TEXT TO READ
Understanding culture shock

I have lived in Germany for two years now and experienced some many shocks. My first shock on arrival in Germany in January 2011 was at the Frankfurt airport.
Robert Mugisha
Robert Mugisha

I have lived in Germany for two years now and experienced some many shocks.

My first shock on arrival in Germany in January 2011 was at the Frankfurt airport. Everything around me seemed to have more than quadrupled in size that I could not help thinking about my home airport, Kigali International Airport (KGL). Frankfurt has four runways compared to our own KGL with one. Annual passenger traffic at Frankfurt is estimated at 56.4million compared to Kigali’s 500,000 annually. From Frankfurt Airport, 107 airlines fly to 275 destinations in 111 countries with approximately 1,365 flights each day. Kigali has about 15 airlines. But most intriguing was the large underground airport parking area that I later came to know has a parking capacity of 4,000 cars. I was also informed that you have to note carefully where you park, since you might later end up spending so many hours searching for your car.

Rows from a dataset

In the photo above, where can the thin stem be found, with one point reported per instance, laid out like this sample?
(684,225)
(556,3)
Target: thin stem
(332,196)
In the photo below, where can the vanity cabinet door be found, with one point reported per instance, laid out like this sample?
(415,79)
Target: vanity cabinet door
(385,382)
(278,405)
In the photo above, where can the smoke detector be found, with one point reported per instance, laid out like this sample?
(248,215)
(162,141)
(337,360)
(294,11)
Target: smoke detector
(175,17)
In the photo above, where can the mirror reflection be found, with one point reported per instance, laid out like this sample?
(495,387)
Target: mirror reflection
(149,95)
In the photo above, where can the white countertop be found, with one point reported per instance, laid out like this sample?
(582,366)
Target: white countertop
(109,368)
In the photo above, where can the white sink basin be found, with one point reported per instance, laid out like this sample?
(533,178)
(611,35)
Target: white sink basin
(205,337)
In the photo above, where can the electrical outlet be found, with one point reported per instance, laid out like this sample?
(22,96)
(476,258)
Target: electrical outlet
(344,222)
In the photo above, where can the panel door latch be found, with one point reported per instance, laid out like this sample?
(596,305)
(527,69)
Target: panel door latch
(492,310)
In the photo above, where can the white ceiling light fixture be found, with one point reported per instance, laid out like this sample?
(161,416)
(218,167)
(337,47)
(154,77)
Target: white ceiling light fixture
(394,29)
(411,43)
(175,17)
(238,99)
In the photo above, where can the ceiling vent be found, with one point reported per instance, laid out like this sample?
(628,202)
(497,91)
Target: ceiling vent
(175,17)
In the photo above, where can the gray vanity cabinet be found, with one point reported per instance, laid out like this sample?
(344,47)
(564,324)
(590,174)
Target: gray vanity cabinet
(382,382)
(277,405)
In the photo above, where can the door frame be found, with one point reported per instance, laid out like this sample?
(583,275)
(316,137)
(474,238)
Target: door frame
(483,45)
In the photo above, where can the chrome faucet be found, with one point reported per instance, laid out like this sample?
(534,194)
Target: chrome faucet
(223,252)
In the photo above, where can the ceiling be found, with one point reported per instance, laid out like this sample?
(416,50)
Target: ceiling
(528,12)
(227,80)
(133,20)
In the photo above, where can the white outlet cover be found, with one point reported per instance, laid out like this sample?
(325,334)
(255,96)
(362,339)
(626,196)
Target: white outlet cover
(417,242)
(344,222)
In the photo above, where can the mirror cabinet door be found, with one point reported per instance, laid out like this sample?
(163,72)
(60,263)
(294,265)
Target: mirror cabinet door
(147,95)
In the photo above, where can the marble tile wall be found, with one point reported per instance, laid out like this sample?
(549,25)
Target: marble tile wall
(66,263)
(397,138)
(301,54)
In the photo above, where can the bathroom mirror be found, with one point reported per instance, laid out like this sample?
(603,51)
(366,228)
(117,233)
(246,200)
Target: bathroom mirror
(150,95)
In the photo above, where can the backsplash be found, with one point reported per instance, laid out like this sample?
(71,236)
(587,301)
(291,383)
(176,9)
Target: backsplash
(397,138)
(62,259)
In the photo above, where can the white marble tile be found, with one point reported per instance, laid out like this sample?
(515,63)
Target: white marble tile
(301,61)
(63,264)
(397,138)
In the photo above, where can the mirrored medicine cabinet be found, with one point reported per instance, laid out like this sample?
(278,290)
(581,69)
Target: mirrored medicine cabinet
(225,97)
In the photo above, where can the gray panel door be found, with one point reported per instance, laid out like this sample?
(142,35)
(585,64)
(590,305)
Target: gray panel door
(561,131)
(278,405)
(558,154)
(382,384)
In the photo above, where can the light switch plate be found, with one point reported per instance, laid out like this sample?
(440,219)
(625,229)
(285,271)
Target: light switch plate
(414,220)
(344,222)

TASKS TO CARRY OUT
A – Answer these from the piece on culture shock:
(i) In what month and year did the writer arrive in Germany?
(ii) How many runways does Frankfurt Airport have, and how many does Kigali International Airport have?
(iii) How many cars can the underground parking area at Frankfurt Airport hold?
B – Go on with the piece on culture shock, starting after its last sentence.

RESULTS FOR EACH TASK
A –
(i) January 2011
(ii) Frankfurt has four runways; Kigali has one.
(iii) 4,000 cars

B –
At this point, I did not know that I was experiencing culture shock. A few years back, I had experienced culture shock when I had travelled for a cricket tournament in South Africa. Of course, it was the first time that I was travelling by air, and the short moment of sickness on take-off could not be avoided, even though I was so excited to be flying. This sickness was not my shock. It was when, on the next day, on the way to our first match, that we saw a sign that read, “No police patrol beyond this point!”

I was shocked and could not believe my eyes. These words were racing through my mind during the course of the whole tournament, and I came to realise that not all that sounds like paradise (abroad) is actually is. Recently, I came to know that these experiences are termed “culture shock” after I saw a fellow African on television, on his first visit to Europe, unable to use a coffee machine.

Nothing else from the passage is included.